===== Page extract =====
Yes, someone actually asked me that. In short, no. A degree in midwifery is not a weekend course.
Long story, well, long…
Midwifery is a four-year Bachelor of Health Sciences degree. In Ontario, the Midwifery Education Program (MEP) is a consortium offered through three universities: Laurentian University, Ryerson University, and McMaster University. ~90 students are accepted into the MEP consortium per year. The application process is rigorous and competitive. The Ontario Midwifery education program is internationally recognized as a gold standard for quality midwifery training programs.
The first three semesters are spent on campus taking courses in Anatomy and Physiology, Reproductive Physiology, Pharmacology, Critical Analysis of Research Literature, Social Work, Women’s Studies, clinical skills and theory. We are required to be certified in CPR, neonatal resuscitation, emergency skills management, and fetal health surveillance (a course on how to interpret those strips when we are watching your baby on a monitor). These certifications are updated yearly or biannually.
===== Given records =====
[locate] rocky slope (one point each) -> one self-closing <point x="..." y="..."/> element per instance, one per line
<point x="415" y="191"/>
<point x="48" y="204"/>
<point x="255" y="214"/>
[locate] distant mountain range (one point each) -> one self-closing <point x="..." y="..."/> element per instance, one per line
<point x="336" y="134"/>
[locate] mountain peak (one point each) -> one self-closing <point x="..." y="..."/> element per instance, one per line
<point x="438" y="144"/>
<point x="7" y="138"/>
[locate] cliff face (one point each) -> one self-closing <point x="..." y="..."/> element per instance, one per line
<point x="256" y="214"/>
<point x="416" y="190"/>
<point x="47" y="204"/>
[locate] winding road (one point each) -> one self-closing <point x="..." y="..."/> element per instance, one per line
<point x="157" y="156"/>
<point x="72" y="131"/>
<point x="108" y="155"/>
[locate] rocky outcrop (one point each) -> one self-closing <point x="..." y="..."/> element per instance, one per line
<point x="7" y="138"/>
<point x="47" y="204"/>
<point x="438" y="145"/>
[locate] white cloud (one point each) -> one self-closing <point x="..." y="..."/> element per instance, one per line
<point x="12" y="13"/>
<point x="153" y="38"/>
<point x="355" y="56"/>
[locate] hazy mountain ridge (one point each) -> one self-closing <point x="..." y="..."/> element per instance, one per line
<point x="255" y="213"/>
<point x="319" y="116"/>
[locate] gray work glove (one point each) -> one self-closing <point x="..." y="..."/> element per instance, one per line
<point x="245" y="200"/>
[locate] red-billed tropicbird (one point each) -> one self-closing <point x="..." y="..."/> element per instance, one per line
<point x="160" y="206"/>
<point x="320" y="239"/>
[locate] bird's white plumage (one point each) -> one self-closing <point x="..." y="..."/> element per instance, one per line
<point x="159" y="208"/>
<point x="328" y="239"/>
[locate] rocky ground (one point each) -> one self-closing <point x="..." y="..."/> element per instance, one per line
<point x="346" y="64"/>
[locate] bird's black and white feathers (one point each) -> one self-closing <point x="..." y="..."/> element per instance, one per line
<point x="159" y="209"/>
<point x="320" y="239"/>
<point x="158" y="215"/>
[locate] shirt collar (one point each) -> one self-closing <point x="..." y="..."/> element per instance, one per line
=====
**Work task 1:** In the midwifery degree text, restate the passage from "Yes, someone actually" to "midwifery training programs.", replacing every "consortium" with "partnership".
**Work task 2:** Write the next part of the text on midwifery training in Ontario, starting after its last sentence.

**Written answer 1:**
Yes, someone actually asked me that. In short, no. A degree in midwifery is not a weekend course.
Long story, well, long…
Midwifery is a four-year Bachelor of Health Sciences degree. In Ontario, the Midwifery Education Program (MEP) is a partnership offered through three universities: Laurentian University, Ryerson University, and McMaster University. ~90 students are accepted into the MEP partnership per year. The application process is rigorous and competitive. The Ontario Midwifery education program is internationally recognized as a gold standard for quality midwifery training programs.

**Written answer 2:**
After 3 semesters, midwifery students are sent into the world of clinical placements, which are decided by lottery. This first placement is 18 weeks long, and midwifery students are learning how to provide hands-on clinical care and how to manage normal variations in pregnancy. Throughout the final 2.5 years, we are in clinical placements and carry a full-time course load with weekly tutorials held online. We have papers and exams to write, and are responsible for ongoing research.
Third year is sandwiched between on-campus intensives in September and April where we take 2 emergency obstetric skills courses, including the Society of Obstetricians and Gynaecologists “Advances in Labour and Risk Management” course — this is quite enjoyable as it brings obstetricians, midwives, and family doctors together to practice the emergency skills that we’re all certified in and skilled at providing! The other emergency skills course is specific to midwives and focuses on managing emergencies in out-of-hospital settings like home.
We also do regular practical exams called OSCEs. During OSCEs, we are presented with multiple clinical situations/obstetric emergencies, and are evaluated on our management. It’s all very exciting and dramatic in a way that birth almost never is (except perhaps on television: “Surprise! It’s twins! The second twin is breech. Now you have a retained placenta with a postpartum hemorrhage to manage — what’s your plan?”). I won’t lie: nobody really enjoys OSCEs. We’re all a bundle of nerves. Ultimately, though, they are a great way to work through managing emergencies in stressful-feeling situations.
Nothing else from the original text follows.